**Tâche donnée A**.
Dans le texte sur le second moyen, qui a demandé à la Commission de ne pas divulguer les documents ?
**Tâche donnée B**.
Poursuivez le texte sur le second moyen après sa dernière phrase.

**Texte cité**.
Sur le second moyen, tiré d’une violation de l’article 253 CE

Arguments des parties

66
La requérante fait valoir que la décision litigieuse reprend pour l’essentiel la position du directeur général par intérim de la DG « Environnement », à savoir que les autorités allemandes ont demandé à la Commission de ne pas divulguer les documents émanant d’elles, sans expliquer les motifs du refus. Elle relève qu’elle ne sait pas si la décision litigieuse est juridiquement fondée ou si elle est arbitraire et qu’elle a été privée de la possibilité d’examiner le fondement juridique de la décision litigieuse (arrêt Petrie e.a./Commission, précité, point 77, et arrêt du Tribunal du 12 octobre 2000, JT’s Corporation/Commission, T-123/99, Rec. p. II‑3269, point 63). La requérante fait valoir qu’elle sait seulement que les autorités allemandes ont présenté une demande de ne pas divulguer les documents en cause et que la Commission l’a suivie aveuglement.

**Données enregistrées**.
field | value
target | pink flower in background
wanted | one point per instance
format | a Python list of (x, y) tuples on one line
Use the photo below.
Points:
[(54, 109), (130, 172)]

**Réponse rédigée A**.
Les autorités allemandes.

**Réponse rédigée B**.
67
La requérante soutient que la décision litigieuse n’a pas été prise à la suite d’une mise en balance de son intérêt à obtenir l’accès aux documents et avec l’intérêt de la Commission à traiter ces documents comme documents confidentiels [arrêt British American Tobacco International (Investments)/Commission, précité, point 53]. Elle relève, à cet égard, que la Commission connaissait l’importance que revêtaient pour elle les documents demandés, mais qu’elle a refusé l’accès aux documents élaborés par les autorités allemandes sans faire de distinction entre les documents mentionnés sous sept titres spécifiques dans la demande initiale. À cet égard, elle soutient que la décision litigieuse n’explique pas pourquoi, conformément à l’article 4, paragraphe 6, du règlement, l’accès partiel auxdits documents lui a été refusé.

68
La Commission souligne que la décision litigieuse précise clairement qu’elle avait consulté les autorités allemandes qui lui avaient demandé de ne pas divulguer leur correspondance. Elle avance que, par conséquent, elle se trouvait, en vertu de l’article 4, paragraphe 5, du règlement, dans l’impossibilité de divulguer cette correspondance.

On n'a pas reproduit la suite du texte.